*Document text*.

□ □ □ □ □

Towns rarely paid interest rates below 5,6 %. The outliers in our dataset –annuities carrying premiums either below 5,6 % or above 7,1 %–, had generally been sold by villages (46 of 60). This difference may well be due to towns selling annuities in large financial centers, where they competed with others in attracting investors, and where investors likewise competed amongst each other, the result being price convergence. Apparently villages generally operated on a smaller scale: they did not explore several financial markets, but would usually have tried to sell an annuity to a fellow villager, or to an inhabitant of the nearest village or town. They operated in a limited number of localities, which could also be fairly isolated: this sometimes yielded them favourable premiums, but could also force them to accept high interest rates.

To be sure: not all villages found buyers for their annuities: several complained they lacked credit during the interrogation in 1514. Thus, when Hilversum, to the Southeast of Amsterdam, did not manage to increase its public debt, the villagers were forced to increase their private debt. In their own words:

Say that they, for a lack of credit, were unable to sell any more annuities as a village community, forcing the villagers to sell 100 guilders worth of annuities, which they mortgaged on their houses and land.45

It turned out that creating public debt, using as a security a community responsibility system to make all inhabitants liable for annuity payments, was impossible for Hilversum. A solution was found in having well-off villagers selling annuities on collateral of their privately owned land. This example makes clear that access to financial markets was not at all evident for villages; it also underscores the pricing mechanisms that ultimately priced Hilversum –and quite a few other villages– out of the market.46

For our understanding of the functioning of financial markets, it would be interesting to know to what degree regional differences existed. When we take a closer look at the premiums paid by towns (figure 3), we see that differences were relatively low in the North and centre of Holland. In the only large town of the South, Dordrecht, premiums show greater diversity, varying from 6,7 % to 8,3 %. Dordrecht’s average interest rate was relatively high at 7,1 %, whereas averages in the North (6,7 %) and centre (6,1 %) were lower.

FIGURE 3

Interest rates on redeemable annuities main towns (1514)


North: area above river IJ, no large towns. Center: area between river oude Maas/ Merwede and river IJ, large towns Haarlem, Delft, Leiden, Gouda, Amsterdam. South: area below river oude Maas/ Merwede, large town Dordrecht.

□ □ □ □ □

*Written task a*. Return each line of the listing below that contains the string "black", treating uppercase and lowercase as distinct.

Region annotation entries
□ □ □ □ □

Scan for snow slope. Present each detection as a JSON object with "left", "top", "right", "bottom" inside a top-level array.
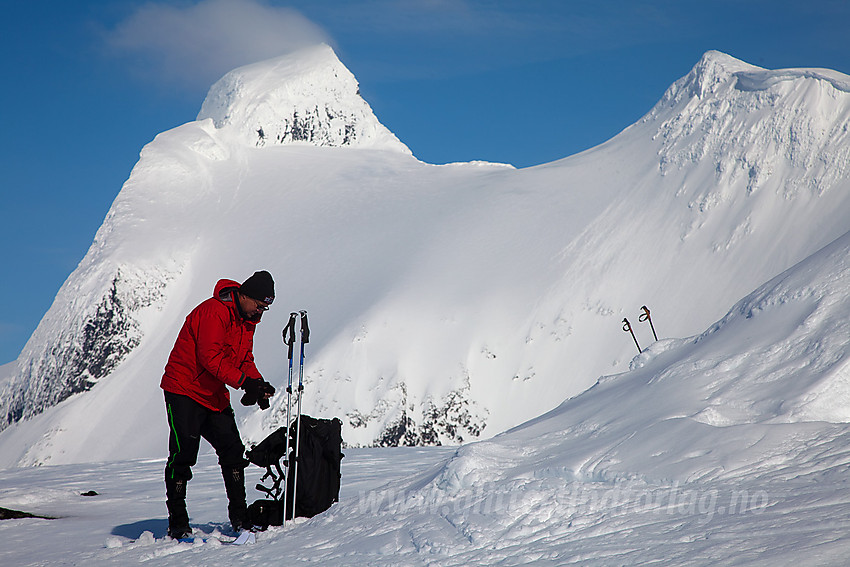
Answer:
[
  {"left": 0, "top": 48, "right": 850, "bottom": 466},
  {"left": 0, "top": 225, "right": 850, "bottom": 566}
]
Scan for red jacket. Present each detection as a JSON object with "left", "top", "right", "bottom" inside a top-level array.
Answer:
[{"left": 160, "top": 280, "right": 262, "bottom": 411}]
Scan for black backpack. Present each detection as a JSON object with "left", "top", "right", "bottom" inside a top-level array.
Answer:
[{"left": 246, "top": 415, "right": 344, "bottom": 528}]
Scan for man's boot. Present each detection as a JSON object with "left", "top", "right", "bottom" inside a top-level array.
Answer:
[
  {"left": 165, "top": 477, "right": 192, "bottom": 539},
  {"left": 221, "top": 467, "right": 251, "bottom": 532}
]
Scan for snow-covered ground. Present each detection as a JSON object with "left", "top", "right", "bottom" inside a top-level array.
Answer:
[
  {"left": 0, "top": 222, "right": 850, "bottom": 566},
  {"left": 0, "top": 46, "right": 850, "bottom": 566},
  {"left": 0, "top": 47, "right": 850, "bottom": 466}
]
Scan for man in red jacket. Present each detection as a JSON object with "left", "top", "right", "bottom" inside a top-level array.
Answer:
[{"left": 160, "top": 271, "right": 275, "bottom": 539}]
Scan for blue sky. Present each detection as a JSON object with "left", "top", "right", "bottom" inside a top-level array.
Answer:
[{"left": 0, "top": 0, "right": 850, "bottom": 363}]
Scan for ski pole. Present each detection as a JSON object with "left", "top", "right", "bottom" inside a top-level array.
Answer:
[
  {"left": 638, "top": 305, "right": 658, "bottom": 341},
  {"left": 284, "top": 311, "right": 310, "bottom": 518},
  {"left": 283, "top": 312, "right": 298, "bottom": 525},
  {"left": 623, "top": 319, "right": 641, "bottom": 354}
]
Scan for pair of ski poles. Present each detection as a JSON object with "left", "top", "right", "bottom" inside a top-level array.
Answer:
[
  {"left": 283, "top": 311, "right": 310, "bottom": 526},
  {"left": 623, "top": 305, "right": 658, "bottom": 353}
]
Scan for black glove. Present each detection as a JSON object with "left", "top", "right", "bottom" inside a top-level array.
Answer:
[{"left": 239, "top": 378, "right": 275, "bottom": 409}]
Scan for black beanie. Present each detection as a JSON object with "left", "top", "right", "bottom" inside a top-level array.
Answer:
[{"left": 239, "top": 270, "right": 274, "bottom": 304}]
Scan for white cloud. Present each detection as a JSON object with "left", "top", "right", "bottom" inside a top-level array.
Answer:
[{"left": 107, "top": 0, "right": 331, "bottom": 89}]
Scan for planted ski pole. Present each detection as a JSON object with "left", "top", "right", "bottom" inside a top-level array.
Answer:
[
  {"left": 638, "top": 305, "right": 658, "bottom": 341},
  {"left": 290, "top": 310, "right": 310, "bottom": 518},
  {"left": 623, "top": 319, "right": 641, "bottom": 354},
  {"left": 283, "top": 312, "right": 298, "bottom": 524}
]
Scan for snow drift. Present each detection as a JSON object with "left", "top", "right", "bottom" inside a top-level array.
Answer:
[{"left": 0, "top": 47, "right": 850, "bottom": 468}]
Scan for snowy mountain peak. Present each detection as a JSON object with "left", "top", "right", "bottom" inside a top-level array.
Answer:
[
  {"left": 198, "top": 45, "right": 411, "bottom": 154},
  {"left": 684, "top": 51, "right": 763, "bottom": 98}
]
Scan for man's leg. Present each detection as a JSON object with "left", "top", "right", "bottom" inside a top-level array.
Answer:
[
  {"left": 201, "top": 408, "right": 251, "bottom": 531},
  {"left": 165, "top": 392, "right": 207, "bottom": 539}
]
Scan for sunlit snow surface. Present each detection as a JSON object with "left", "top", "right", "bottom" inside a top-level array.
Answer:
[{"left": 0, "top": 47, "right": 850, "bottom": 566}]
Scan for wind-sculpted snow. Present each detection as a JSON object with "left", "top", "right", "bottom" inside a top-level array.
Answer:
[
  {"left": 198, "top": 46, "right": 410, "bottom": 154},
  {"left": 0, "top": 47, "right": 850, "bottom": 466}
]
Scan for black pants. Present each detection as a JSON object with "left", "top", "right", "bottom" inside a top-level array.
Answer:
[{"left": 165, "top": 392, "right": 248, "bottom": 481}]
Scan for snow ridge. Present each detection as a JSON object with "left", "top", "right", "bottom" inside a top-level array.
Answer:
[
  {"left": 197, "top": 45, "right": 411, "bottom": 154},
  {"left": 0, "top": 51, "right": 850, "bottom": 464}
]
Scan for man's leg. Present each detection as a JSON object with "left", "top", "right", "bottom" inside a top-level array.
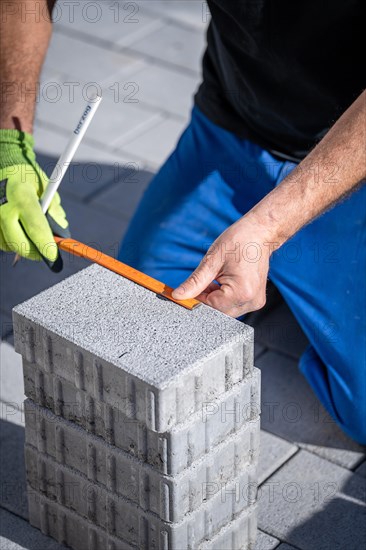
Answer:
[
  {"left": 270, "top": 163, "right": 366, "bottom": 444},
  {"left": 119, "top": 108, "right": 283, "bottom": 287}
]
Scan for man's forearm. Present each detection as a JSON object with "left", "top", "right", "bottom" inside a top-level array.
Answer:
[
  {"left": 0, "top": 0, "right": 56, "bottom": 133},
  {"left": 247, "top": 92, "right": 366, "bottom": 248}
]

□ □ □ □ □

*Written task b*. From the passage on annuities and interest rates above, print the portion starting with "Towns rarely paid" and going on through "high interest rates.".

*Exercise solution a*.
Scan for black backpack. Present each detection as a JSON object with "left", "top", "right", "bottom" inside a top-level array.
Scan for black glove. Present each detection as a JSON object with "left", "top", "right", "bottom" inside a top-level array.
Scan for black beanie. Present each detection as a JSON object with "left", "top", "right", "bottom" inside a top-level array.
Scan for black pants. Present each detection as a JSON object with "left", "top", "right", "bottom" inside a top-level array.

*Exercise solution b*.
Towns rarely paid interest rates below 5,6 %. The outliers in our dataset –annuities carrying premiums either below 5,6 % or above 7,1 %–, had generally been sold by villages (46 of 60). This difference may well be due to towns selling annuities in large financial centers, where they competed with others in attracting investors, and where investors likewise competed amongst each other, the result being price convergence. Apparently villages generally operated on a smaller scale: they did not explore several financial markets, but would usually have tried to sell an annuity to a fellow villager, or to an inhabitant of the nearest village or town. They operated in a limited number of localities, which could also be fairly isolated: this sometimes yielded them favourable premiums, but could also force them to accept high interest rates.